### [Instructions for the task]
Return each entry exactly, omitting nothing.

Text-to-region grounding data
----

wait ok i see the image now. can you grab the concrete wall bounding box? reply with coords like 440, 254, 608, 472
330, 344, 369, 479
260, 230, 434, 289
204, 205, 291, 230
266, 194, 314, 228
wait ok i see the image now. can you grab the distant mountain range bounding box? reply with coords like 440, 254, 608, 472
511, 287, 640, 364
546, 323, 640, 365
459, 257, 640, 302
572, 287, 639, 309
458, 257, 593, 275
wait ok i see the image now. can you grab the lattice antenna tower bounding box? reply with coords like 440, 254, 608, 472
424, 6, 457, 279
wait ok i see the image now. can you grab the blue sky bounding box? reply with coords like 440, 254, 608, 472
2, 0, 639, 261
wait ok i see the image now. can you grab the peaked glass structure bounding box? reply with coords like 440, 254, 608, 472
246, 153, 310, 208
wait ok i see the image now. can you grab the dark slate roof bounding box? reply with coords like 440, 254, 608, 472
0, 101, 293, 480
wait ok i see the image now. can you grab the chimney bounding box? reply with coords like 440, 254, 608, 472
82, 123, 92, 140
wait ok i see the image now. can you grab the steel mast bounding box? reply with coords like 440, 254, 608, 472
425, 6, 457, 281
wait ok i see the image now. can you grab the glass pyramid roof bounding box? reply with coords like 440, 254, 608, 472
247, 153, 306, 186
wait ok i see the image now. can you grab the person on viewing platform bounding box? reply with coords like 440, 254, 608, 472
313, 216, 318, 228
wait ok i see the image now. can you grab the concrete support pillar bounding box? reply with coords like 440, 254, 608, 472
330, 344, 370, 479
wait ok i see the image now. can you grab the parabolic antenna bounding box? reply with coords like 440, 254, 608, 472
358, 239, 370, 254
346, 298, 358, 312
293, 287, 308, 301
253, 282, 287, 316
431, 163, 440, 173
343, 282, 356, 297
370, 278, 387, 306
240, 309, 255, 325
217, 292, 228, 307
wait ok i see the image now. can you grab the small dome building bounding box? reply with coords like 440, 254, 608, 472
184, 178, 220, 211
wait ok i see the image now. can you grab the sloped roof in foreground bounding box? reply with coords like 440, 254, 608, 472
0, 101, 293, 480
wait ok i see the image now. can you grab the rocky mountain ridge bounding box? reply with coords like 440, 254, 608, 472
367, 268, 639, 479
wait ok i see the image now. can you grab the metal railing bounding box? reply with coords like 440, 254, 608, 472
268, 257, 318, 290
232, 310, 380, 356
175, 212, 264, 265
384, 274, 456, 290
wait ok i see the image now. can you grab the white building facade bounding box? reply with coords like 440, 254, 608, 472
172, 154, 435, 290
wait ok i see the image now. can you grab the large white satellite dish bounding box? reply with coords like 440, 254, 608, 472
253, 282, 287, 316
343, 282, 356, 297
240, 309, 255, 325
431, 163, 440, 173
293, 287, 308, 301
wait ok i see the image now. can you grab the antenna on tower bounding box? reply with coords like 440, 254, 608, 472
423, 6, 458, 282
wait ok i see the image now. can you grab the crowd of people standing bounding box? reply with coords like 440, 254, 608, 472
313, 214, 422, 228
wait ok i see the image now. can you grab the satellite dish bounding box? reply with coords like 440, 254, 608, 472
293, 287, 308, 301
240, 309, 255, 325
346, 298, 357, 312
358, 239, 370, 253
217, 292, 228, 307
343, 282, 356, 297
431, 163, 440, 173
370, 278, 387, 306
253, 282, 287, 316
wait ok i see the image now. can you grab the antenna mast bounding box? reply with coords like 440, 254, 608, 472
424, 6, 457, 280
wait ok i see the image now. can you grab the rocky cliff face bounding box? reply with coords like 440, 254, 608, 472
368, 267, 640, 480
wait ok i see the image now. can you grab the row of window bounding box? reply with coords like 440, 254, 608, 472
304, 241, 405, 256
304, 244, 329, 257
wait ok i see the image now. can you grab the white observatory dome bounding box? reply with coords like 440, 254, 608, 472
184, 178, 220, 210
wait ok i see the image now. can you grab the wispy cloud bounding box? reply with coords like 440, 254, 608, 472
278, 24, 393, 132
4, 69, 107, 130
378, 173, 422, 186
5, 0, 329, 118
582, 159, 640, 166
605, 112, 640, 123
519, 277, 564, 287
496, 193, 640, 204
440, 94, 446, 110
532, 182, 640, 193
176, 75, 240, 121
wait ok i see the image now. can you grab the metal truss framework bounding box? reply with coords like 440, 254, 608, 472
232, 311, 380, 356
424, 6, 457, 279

----

### [Exercise result]
wait ok i see the image now. can you grab the concrete wall bounding box? reply with coords like 440, 254, 608, 472
330, 344, 369, 479
260, 230, 434, 289
204, 205, 291, 230
266, 194, 314, 228
wait ok i see the image now. can you grab the distant mountain range bounding box? reply with coords like 440, 254, 608, 472
511, 287, 640, 364
546, 323, 640, 365
459, 257, 640, 302
572, 287, 639, 309
458, 257, 593, 275
wait ok i see the image now. can you grab the lattice antenna tower bounding box? reply with coords like 440, 254, 608, 472
424, 6, 457, 279
wait ok i see the image now. can you grab the blue sky bounding box? reply with coords like 440, 254, 608, 472
2, 0, 639, 261
wait ok i see the image now. can you grab the peaked glass structure bounding box? reply with coords like 440, 254, 608, 472
246, 153, 310, 208
wait ok i see the image now. can you grab the dark slate roof bounding box? reply with coords like 440, 254, 608, 472
0, 101, 293, 480
wait ok i see the image now. can you grab the chimney bounding box? reply with coords like 440, 254, 608, 472
82, 123, 92, 140
wait ok i see the image now. can you grab the steel mast bounding box? reply with coords like 440, 254, 608, 472
425, 6, 457, 281
wait ok i see the image now. can you grab the glass pyramid roof bounding box? reply with coords like 440, 254, 608, 472
247, 153, 306, 186
wait ok i see the image now. can you grab the person on viewing platform bounding box? reply with coords like 440, 254, 608, 472
313, 216, 318, 228
wait ok i see the image now. can you grab the concrete support pillar bounding box? reply with coords like 440, 254, 608, 472
330, 344, 370, 479
wait ok i see the image now. can you grab the parabolic antenna bounding box? reply with coords like 440, 254, 608, 472
358, 239, 370, 254
346, 298, 358, 312
293, 287, 308, 301
253, 282, 287, 316
431, 163, 440, 173
343, 282, 356, 297
370, 278, 387, 306
240, 309, 255, 325
217, 292, 228, 307
wait ok i see the image now. can you grab the small dome building bounding box? reply with coords like 440, 254, 608, 472
184, 178, 220, 211
wait ok i see the image now. can you grab the sloped roof in foreground bounding box? reply with coords like 440, 254, 608, 472
0, 101, 293, 480
wait ok i see the image now. can you grab the rocky mountain ridge bounding box? reply with coords like 440, 254, 608, 472
367, 268, 639, 479
wait ok i see the image now. can you grab the metal railing bounding box? reply with coords like 440, 254, 608, 472
268, 257, 318, 290
232, 310, 380, 356
175, 212, 264, 265
384, 274, 456, 290
wait ok i see the image now. can you grab the white building facade bounding box? reply with coords like 440, 254, 608, 472
172, 154, 435, 290
wait ok i see the image now. can you grab the large white satellite dish bounding box? reply with coords like 440, 254, 608, 472
253, 282, 287, 316
343, 282, 356, 297
240, 309, 255, 325
431, 163, 440, 173
293, 287, 308, 301
wait ok i see the image now. can you grab the antenna on tower bounding box? reply with coords like 440, 254, 608, 472
423, 6, 458, 282
wait ok i see the image now. can you grab the crowd of people standing bounding box? reply with coords like 440, 254, 608, 472
313, 214, 422, 228
wait ok i see the image now. can you grab the satellite dish bounding box? reply with coords like 440, 254, 608, 472
293, 287, 308, 301
240, 309, 255, 325
346, 298, 357, 312
358, 239, 370, 253
217, 292, 228, 307
343, 282, 356, 297
431, 163, 440, 173
370, 278, 387, 306
253, 282, 287, 316
wait ok i see the image now. can you grab the antenna mast bounding box? reply with coords like 440, 254, 608, 472
424, 6, 457, 280
wait ok i see the image now. can you grab the rocky cliff face bounding box? reply with coords like 440, 254, 608, 472
368, 267, 640, 480
wait ok i see the image now. can you grab the row of window bounding box? reply with coords like 440, 254, 608, 472
304, 241, 405, 256
304, 244, 329, 257
wait ok i see the image now. can you grab the white observatory dome bounding box? reply with coords like 440, 254, 608, 472
184, 178, 220, 210
wait ok i see the image now. can you grab the wispy cloud bounding box? reply with coords like 440, 254, 608, 472
278, 24, 393, 132
4, 69, 107, 130
378, 173, 422, 186
5, 0, 329, 118
582, 159, 640, 166
605, 112, 640, 123
519, 277, 564, 287
496, 193, 640, 204
440, 94, 446, 110
532, 182, 640, 193
176, 75, 240, 121
wait ok i see the image now. can you grab the metal truss framework bounding box? reply with coords like 440, 254, 608, 472
232, 311, 380, 356
424, 6, 457, 279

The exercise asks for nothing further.